## Исходный текст:
==============================
Джевонс дал также понятие потока и запаса (stoсk – запас, капитал) ресурсов, обратив внимание, что другие страны живут за счет ежегодного урожая, а Великобритания за счет капитала, причем этот капитал не дает процентов: будучи превращенным в тепло, свет и механическую силу, он исчезает в пространстве.

В переписку с Джевонсом вступили Гладстон и патриарх английской науки Дж. Гершель, Дж.-С. Милль докладывал о книге в парламенте. Напротив, экономическая литература обошла книгу, которая регулярно переиздавалась в течение целого века, почти полным молчанием. Та проблема, которую поднял Джевонс, оказалась вне сферы экономической науки.

Та же судьба постигла важнейшую для политэкономии работу Р. Клаузиуса «О запасах энергии в природе и их оценка с точки зрения использования человечеством» (1885). Объясняя смысл второго начала термодинамики с точки зрения экономики, Клаузиус сделал такие ясные и фундаментальные утверждения, что, казалось бы, экономисты просто не могли не подвергнуть ревизии все главные догмы политэкономической модели. Однако никакого эффекта выступление Клаузиуса, означавшее, по сути, смену научной картины мира, на экономическую науку не оказало. В наступившем веке электричества, как и раньше, говорилось о производстве – теперь уже электроэнергии.

Сегодня на просторах «третьего мира» не производятся, а уже буквально добываются не только сырье и готовые металлы, но и компоненты машин и целые машины. Почти бесплатным «природным агентом» для западного капиталиста является уже и рабочая сила, «произведенная» природой и обществом «Юга». По данным экспертов Всемирного экономического форума в Давосе, развитые страны капитализма обладают 350 млн. промышленных рабочих со средней зарплатой 18 долларов в час. Китай, Индия, Мексика и республики бывшего СССР вместе имеют 1200 млн. рабочих такой же квалификации со средней зарплатой 1-2 доллара в час [10].
==============================
## Что сделать:
a: Сколько промышленных рабочих вместе имеют Китай, Индия, Мексика и республики бывшего СССР, согласно исходному тексту?
b: Найдите и выпишите все строки записей, в которых есть слово «cloud».

## Исходные записи:
==============================
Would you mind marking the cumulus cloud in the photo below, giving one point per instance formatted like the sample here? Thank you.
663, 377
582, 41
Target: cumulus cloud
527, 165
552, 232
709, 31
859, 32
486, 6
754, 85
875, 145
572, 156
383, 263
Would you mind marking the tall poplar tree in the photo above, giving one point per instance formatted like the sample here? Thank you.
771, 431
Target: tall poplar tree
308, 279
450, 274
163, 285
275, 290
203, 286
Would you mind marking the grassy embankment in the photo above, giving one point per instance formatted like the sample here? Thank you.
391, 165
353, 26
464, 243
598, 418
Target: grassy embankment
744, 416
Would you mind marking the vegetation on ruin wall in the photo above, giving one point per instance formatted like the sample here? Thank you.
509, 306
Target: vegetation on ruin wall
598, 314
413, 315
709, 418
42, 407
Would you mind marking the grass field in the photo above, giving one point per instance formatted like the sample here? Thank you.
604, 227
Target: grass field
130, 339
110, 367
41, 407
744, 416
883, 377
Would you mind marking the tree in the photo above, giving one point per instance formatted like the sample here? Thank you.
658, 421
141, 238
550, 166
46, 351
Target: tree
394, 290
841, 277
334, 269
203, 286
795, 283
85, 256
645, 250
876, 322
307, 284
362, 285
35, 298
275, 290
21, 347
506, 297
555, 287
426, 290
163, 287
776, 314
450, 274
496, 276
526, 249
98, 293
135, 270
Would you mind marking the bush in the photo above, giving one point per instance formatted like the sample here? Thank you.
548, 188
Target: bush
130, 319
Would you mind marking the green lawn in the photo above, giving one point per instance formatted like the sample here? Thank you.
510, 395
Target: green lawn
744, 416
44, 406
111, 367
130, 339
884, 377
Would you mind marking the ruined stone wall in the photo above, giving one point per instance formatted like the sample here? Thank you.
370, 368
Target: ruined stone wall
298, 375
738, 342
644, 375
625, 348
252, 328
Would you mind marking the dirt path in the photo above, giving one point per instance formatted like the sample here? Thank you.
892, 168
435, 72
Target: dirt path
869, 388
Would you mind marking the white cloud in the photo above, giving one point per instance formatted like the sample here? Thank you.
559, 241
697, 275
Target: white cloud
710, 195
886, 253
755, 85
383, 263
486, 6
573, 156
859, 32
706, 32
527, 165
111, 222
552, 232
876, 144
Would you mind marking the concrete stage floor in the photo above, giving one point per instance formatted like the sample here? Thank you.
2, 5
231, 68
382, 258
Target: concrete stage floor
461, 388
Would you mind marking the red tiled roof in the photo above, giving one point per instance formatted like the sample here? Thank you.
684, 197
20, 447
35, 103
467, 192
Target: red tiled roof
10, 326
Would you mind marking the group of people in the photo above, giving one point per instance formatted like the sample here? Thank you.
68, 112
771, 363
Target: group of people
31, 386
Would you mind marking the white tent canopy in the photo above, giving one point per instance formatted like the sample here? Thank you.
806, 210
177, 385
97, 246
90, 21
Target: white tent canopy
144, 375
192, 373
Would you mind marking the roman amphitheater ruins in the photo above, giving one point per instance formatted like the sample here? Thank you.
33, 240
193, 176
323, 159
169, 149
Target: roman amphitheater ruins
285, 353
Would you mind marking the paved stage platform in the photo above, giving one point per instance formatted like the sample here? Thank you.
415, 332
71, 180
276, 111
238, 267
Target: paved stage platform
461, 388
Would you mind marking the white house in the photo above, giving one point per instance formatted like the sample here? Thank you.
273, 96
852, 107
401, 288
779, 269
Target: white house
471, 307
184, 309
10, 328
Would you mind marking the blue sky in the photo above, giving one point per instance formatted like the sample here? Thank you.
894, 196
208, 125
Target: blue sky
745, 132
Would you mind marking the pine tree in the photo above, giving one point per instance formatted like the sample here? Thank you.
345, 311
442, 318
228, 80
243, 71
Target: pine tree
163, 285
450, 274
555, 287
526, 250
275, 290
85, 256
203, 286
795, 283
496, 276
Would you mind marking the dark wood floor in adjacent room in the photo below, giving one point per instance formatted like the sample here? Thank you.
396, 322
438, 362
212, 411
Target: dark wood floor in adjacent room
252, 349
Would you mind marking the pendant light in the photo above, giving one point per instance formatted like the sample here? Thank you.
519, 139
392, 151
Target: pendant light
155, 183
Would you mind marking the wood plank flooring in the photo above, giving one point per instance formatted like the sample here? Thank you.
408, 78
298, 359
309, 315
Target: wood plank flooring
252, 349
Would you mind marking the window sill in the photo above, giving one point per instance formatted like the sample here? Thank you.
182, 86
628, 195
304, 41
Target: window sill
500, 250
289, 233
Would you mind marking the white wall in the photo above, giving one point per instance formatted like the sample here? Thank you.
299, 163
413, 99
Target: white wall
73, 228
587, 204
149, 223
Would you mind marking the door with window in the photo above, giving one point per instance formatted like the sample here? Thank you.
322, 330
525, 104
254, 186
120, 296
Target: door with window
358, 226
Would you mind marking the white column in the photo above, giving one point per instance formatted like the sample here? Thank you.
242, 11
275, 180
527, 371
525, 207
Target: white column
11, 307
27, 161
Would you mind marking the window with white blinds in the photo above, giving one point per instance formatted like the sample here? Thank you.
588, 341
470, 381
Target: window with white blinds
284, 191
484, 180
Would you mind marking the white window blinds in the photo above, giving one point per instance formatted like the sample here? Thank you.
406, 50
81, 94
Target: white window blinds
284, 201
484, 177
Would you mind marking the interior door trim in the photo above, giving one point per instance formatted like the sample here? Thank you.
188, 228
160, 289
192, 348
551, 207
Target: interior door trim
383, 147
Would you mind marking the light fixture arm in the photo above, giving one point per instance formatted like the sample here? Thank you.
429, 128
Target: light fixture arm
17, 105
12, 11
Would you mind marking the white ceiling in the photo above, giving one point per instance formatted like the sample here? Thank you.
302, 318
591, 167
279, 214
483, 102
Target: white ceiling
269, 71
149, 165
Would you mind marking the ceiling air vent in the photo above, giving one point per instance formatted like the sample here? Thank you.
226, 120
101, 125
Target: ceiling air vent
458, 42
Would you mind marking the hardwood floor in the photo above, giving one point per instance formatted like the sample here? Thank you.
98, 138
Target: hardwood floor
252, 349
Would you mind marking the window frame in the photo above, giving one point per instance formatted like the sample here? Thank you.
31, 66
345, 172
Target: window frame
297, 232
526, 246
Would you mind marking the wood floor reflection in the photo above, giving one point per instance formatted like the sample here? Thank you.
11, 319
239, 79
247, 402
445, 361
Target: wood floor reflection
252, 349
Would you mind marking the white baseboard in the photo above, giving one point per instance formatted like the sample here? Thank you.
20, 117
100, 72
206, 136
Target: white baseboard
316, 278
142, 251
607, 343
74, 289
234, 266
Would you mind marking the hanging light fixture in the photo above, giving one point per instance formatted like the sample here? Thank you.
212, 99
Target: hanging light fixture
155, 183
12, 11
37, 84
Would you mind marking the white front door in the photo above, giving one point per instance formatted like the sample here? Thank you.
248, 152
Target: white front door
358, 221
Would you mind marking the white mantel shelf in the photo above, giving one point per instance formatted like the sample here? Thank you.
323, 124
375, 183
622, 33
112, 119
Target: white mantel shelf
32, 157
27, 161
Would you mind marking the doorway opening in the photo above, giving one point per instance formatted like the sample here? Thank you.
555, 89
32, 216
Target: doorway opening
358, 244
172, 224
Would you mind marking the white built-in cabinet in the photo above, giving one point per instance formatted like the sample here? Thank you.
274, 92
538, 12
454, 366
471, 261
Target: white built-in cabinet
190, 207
==============================
## Ответы по заданиям:
a: 1200 млн. рабочих.

b:
Would you mind marking the cumulus cloud in the photo below, giving one point per instance formatted like the sample here? Thank you.
Target: cumulus cloud
Would you mind marking the white cloud in the photo above, giving one point per instance formatted like the sample here? Thank you.
Target: white cloud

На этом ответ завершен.